-- Start Extract --

Got your "big data" plan in place? If not, you may want to start thinking about implementing one.
Big data is being hailed -- or hyped, depending on your point of view -- as a key strategic business asset of the future. That means it's only a matter of time before the suits in the corner office want to know IT's thoughts on the matter.
What to tell them? To be sure, handling large amounts of data isn't virgin territory for most IT departments, but beyond the hype, analysts say, big data really is different from the data warehousing, data mining and business intelligence (BI) analysis that have come before it.
Data is being generated with greater velocity and variability than ever before, and, unlike data in the past, most of it is unstructured and raw (sometimes called "gray data").
Blogs, social media networks, machine sensors and location-based data are generating a whole new universe of unstructured data that -- when quickly captured, managed and analyzed -- can help companies uncover facts and patterns they weren't able to recognize in the past.

-- End Extract --
-- Start Record extracts --

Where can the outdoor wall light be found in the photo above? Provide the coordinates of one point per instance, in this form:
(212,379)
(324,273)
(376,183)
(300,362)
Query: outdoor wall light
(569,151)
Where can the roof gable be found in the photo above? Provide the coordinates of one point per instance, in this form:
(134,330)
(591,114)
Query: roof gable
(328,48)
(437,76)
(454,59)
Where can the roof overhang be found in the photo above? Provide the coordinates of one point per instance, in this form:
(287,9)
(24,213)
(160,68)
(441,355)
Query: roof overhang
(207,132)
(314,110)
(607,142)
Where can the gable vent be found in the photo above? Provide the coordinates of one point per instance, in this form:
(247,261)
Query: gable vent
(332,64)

-- End Record extracts --

» Task set
1) In the big data article, what name is sometimes given to data that is unstructured and raw?
2) Rewrite every line of the entries as a Markdown table with columns headed No. and Line, giving each line a row number and leaving out blank lines.
The text and the entries are unrelated to each other.

» Response list
1) Gray data.

2)
| No. | Line |
|---|---|
| 1 | Where can the outdoor wall light be found in the photo above? Provide the coordinates of one point per instance, in this form: |
| 2 | (212,379) |
| 3 | (324,273) |
| 4 | (376,183) |
| 5 | (300,362) |
| 6 | Query: outdoor wall light |
| 7 | (569,151) |
| 8 | Where can the roof gable be found in the photo above? Provide the coordinates of one point per instance, in this form: |
| 9 | (134,330) |
| 10 | (591,114) |
| 11 | Query: roof gable |
| 12 | (328,48) |
| 13 | (437,76) |
| 14 | (454,59) |
| 15 | Where can the roof overhang be found in the photo above? Provide the coordinates of one point per instance, in this form: |
| 16 | (287,9) |
| 17 | (24,213) |
| 18 | (160,68) |
| 19 | (441,355) |
| 20 | Query: roof overhang |
| 21 | (207,132) |
| 22 | (314,110) |
| 23 | (607,142) |
| 24 | Where can the gable vent be found in the photo above? Provide the coordinates of one point per instance, in this form: |
| 25 | (247,261) |
| 26 | Query: gable vent |
| 27 | (332,64) |